*Conjunto de tarefas*:
A - Reproduza literalmente o trecho do texto apresentado que começa nas palavras "Abstract: The musical" e termina depois de "perception of researcher.".
B - Por favor, indique se cada afirmação abaixo está de acordo com o texto apresentado, respondendo sim ou não e citando as palavras do texto que decidem a questão: (i) o estudo de caso analisa um canto de Aboio colhido no distrito de São Gonçalo, em Sousa-PB; (ii) o artigo propõe fazer a transcrição sem o uso de softwares; (iii) o procedimento sugerido busca minimizar o subjetivismo da percepção humana do pesquisador.
C - Quais palavras-chave em português o texto apresentado lista?

*Texto apresentado*:
O DESAFIO DA NOTAÇÃO MUSICAL PARA MÚSICAS DE TRADIÇÃO ORAL
The challenge of music notation for songs from oral tradition.

Adriano Caçula Mendes
[email protected]


RESUMO: A transcrição musical tem sido objeto de muito debate desde os primórdios de seu desenvolvimento na civilização ocidental até os dias atuais. Questões levantadas a respeito de como representar melhor a complexidade dos fenômenos musicais e interpretativos foram responsáveis por uma verdadeira revolução que permitiu a grafia dos sons no intuito de registrar e imortalizar grandes obras desde o renascimento até hoje. Neste artigo, é discutida a importância de por que e para quem transcrever as músicas de tradição oral pelo etnomusicólogo a partir de um panorama histórico do desenvolvimento dos estudos em Etnomusicologia. Também é apresentado um estudo de caso sobre a análise computacional, formas de representação e transcrição com auxilio de softwares da melodia de um canto de Aboio colhido no distrito de São Gonçalo em Sousa-PB como sugestão de procedimento para transcrição e análise a fim de minimizar o subjetivismo da percepção humana por parte do pesquisador.
Palavras-chave : Transcrição, Aboio, musicas de tradição oral.

Abstract: The musical transcription has been the subject of many controversies since the beginning of its development in Western civilization to the present day. Questions have been raised about how the best way to represent the complexity of musical and interpretative phenomena were responsible for a revolution that enabled the writing to record and immortalize great works from the Renaissance to today. In this article, we discuss the importance of why and for who transcribe songs from oral tradition by ethnomusicologist. Also a study of case by computer analysis, forms of representation and transcription with the software's aid to analyze a melody from Aboio's song collected in São Gonçalo, Sousa's district in Paraíba – Brazil. It's suggests a procedure for the purpose of minimize the subjectivity of human perception of researcher.
Keywords: Transcription, Aboio, songs of oral tradition.

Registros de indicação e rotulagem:
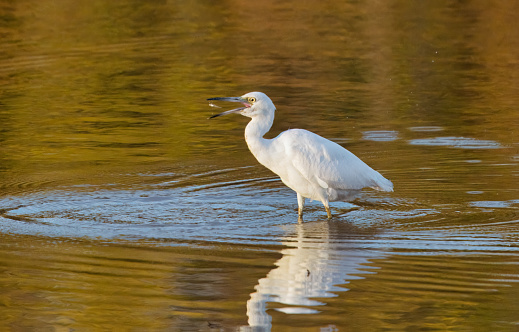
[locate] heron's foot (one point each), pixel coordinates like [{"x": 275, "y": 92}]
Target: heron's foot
[{"x": 328, "y": 212}]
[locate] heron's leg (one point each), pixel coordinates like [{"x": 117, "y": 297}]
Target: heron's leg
[
  {"x": 327, "y": 208},
  {"x": 301, "y": 205}
]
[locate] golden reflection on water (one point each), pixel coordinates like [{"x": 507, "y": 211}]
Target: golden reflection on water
[{"x": 121, "y": 205}]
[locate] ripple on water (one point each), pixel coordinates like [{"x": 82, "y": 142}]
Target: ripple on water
[
  {"x": 457, "y": 142},
  {"x": 380, "y": 135}
]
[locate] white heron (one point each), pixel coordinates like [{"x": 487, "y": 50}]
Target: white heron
[{"x": 309, "y": 164}]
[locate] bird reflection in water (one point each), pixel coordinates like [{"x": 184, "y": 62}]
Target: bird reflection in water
[{"x": 312, "y": 267}]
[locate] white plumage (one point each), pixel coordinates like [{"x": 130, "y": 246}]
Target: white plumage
[{"x": 309, "y": 164}]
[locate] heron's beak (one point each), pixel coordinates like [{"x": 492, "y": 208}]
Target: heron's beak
[{"x": 231, "y": 99}]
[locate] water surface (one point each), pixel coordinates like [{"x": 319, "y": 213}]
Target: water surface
[{"x": 123, "y": 206}]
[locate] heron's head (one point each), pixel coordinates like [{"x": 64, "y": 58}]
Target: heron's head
[{"x": 255, "y": 103}]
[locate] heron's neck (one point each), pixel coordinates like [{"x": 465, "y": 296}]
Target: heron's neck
[{"x": 254, "y": 132}]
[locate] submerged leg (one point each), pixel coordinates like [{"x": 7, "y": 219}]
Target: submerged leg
[
  {"x": 301, "y": 205},
  {"x": 327, "y": 208}
]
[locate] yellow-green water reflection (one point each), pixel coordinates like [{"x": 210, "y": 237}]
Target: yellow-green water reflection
[{"x": 122, "y": 206}]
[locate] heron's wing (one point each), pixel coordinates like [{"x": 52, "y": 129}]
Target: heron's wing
[{"x": 329, "y": 164}]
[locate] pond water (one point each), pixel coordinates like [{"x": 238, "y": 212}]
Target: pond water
[{"x": 123, "y": 207}]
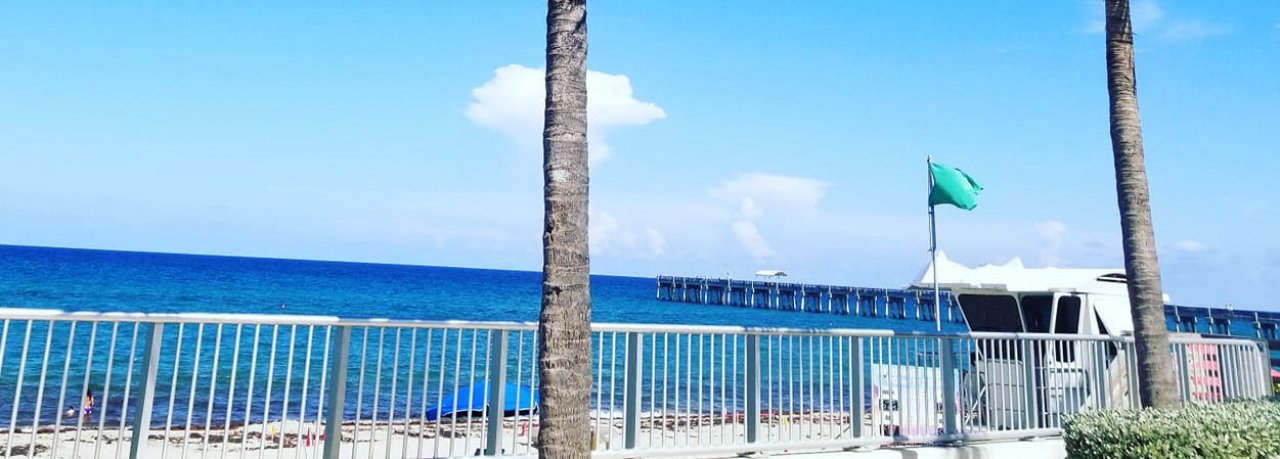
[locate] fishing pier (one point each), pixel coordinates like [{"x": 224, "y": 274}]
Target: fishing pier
[
  {"x": 846, "y": 301},
  {"x": 918, "y": 304}
]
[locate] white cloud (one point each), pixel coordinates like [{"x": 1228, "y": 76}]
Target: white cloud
[
  {"x": 758, "y": 191},
  {"x": 1051, "y": 234},
  {"x": 754, "y": 193},
  {"x": 512, "y": 101},
  {"x": 611, "y": 237},
  {"x": 749, "y": 234},
  {"x": 1189, "y": 246}
]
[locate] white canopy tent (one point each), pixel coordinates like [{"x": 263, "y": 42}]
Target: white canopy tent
[{"x": 1106, "y": 288}]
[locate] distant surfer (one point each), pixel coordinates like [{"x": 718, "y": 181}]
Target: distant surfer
[{"x": 88, "y": 402}]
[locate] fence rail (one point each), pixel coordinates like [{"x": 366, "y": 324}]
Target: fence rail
[{"x": 302, "y": 386}]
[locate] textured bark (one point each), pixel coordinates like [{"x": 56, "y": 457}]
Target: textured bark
[
  {"x": 565, "y": 363},
  {"x": 1155, "y": 362}
]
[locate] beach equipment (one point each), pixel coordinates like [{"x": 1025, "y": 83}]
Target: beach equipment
[{"x": 475, "y": 398}]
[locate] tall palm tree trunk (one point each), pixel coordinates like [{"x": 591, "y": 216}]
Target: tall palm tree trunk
[
  {"x": 1155, "y": 362},
  {"x": 565, "y": 363}
]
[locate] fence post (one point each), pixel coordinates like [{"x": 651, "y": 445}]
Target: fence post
[
  {"x": 337, "y": 393},
  {"x": 1031, "y": 384},
  {"x": 946, "y": 352},
  {"x": 1182, "y": 363},
  {"x": 855, "y": 380},
  {"x": 497, "y": 390},
  {"x": 146, "y": 390},
  {"x": 631, "y": 404},
  {"x": 753, "y": 388},
  {"x": 1101, "y": 376}
]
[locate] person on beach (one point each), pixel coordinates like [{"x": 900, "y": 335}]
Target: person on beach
[{"x": 88, "y": 402}]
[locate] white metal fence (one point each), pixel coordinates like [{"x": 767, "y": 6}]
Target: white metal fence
[{"x": 287, "y": 386}]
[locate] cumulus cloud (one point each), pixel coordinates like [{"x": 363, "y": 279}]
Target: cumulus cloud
[
  {"x": 1051, "y": 234},
  {"x": 512, "y": 101},
  {"x": 754, "y": 193},
  {"x": 611, "y": 237},
  {"x": 1189, "y": 246},
  {"x": 784, "y": 192}
]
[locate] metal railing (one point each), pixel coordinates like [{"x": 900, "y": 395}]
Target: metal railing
[{"x": 287, "y": 386}]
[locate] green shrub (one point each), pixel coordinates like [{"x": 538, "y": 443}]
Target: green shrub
[{"x": 1233, "y": 430}]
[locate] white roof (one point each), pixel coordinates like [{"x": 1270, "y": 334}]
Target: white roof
[{"x": 1013, "y": 276}]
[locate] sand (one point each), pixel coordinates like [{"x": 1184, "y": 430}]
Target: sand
[{"x": 414, "y": 439}]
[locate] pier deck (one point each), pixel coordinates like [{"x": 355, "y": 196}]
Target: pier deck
[{"x": 918, "y": 304}]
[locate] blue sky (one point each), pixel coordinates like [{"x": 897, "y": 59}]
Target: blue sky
[{"x": 726, "y": 137}]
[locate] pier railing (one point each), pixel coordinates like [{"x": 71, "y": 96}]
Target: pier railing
[{"x": 300, "y": 386}]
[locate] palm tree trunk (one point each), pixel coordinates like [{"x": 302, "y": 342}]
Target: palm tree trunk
[
  {"x": 565, "y": 363},
  {"x": 1155, "y": 362}
]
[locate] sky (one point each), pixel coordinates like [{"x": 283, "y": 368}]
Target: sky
[{"x": 725, "y": 137}]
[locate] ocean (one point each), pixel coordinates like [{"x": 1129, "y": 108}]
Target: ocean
[
  {"x": 133, "y": 281},
  {"x": 137, "y": 281}
]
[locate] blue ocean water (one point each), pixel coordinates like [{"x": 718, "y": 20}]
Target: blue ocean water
[
  {"x": 136, "y": 281},
  {"x": 270, "y": 359}
]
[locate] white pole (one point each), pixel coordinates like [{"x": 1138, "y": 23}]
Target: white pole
[{"x": 933, "y": 253}]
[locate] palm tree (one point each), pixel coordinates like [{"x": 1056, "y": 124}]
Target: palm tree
[
  {"x": 1155, "y": 362},
  {"x": 565, "y": 363}
]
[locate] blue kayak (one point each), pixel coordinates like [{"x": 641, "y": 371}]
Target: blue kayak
[{"x": 474, "y": 399}]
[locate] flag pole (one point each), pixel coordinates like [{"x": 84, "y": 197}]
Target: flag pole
[{"x": 933, "y": 252}]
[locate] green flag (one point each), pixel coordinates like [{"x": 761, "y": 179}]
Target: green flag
[{"x": 954, "y": 187}]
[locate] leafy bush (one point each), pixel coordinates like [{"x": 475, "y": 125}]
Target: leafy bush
[{"x": 1233, "y": 430}]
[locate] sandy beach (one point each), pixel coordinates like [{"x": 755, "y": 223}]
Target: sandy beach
[{"x": 407, "y": 440}]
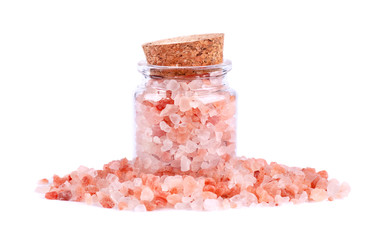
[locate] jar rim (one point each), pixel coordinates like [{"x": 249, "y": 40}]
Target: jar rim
[{"x": 144, "y": 67}]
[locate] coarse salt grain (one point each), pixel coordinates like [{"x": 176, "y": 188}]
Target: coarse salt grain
[{"x": 245, "y": 182}]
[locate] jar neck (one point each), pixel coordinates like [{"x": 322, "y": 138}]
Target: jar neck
[{"x": 191, "y": 77}]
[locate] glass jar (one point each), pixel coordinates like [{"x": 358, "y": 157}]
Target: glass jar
[{"x": 185, "y": 119}]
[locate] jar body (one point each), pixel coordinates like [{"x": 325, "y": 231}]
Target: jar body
[{"x": 185, "y": 123}]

*Lista de respostas*:
A -
Abstract: The musical transcription has been the subject of many controversies since the beginning of its development in Western civilization to the present day. Questions have been raised about how the best way to represent the complexity of musical and interpretative phenomena were responsible for a revolution that enabled the writing to record and immortalize great works from the Renaissance to today. In this article, we discuss the importance of why and for who transcribe songs from oral tradition by ethnomusicologist. Also a study of case by computer analysis, forms of representation and transcription with the software's aid to analyze a melody from Aboio's song collected in São Gonçalo, Sousa's district in Paraíba – Brazil. It's suggests a procedure for the purpose of minimize the subjectivity of human perception of researcher.

B -
(i) Sim: "da melodia de um canto de Aboio colhido no distrito de São Gonçalo em Sousa-PB".
(ii) Não: "transcrição com auxilio de softwares".
(iii) Sim: "a fim de minimizar o subjetivismo da percepção humana por parte do pesquisador".

C - Transcrição, Aboio, musicas de tradição oral.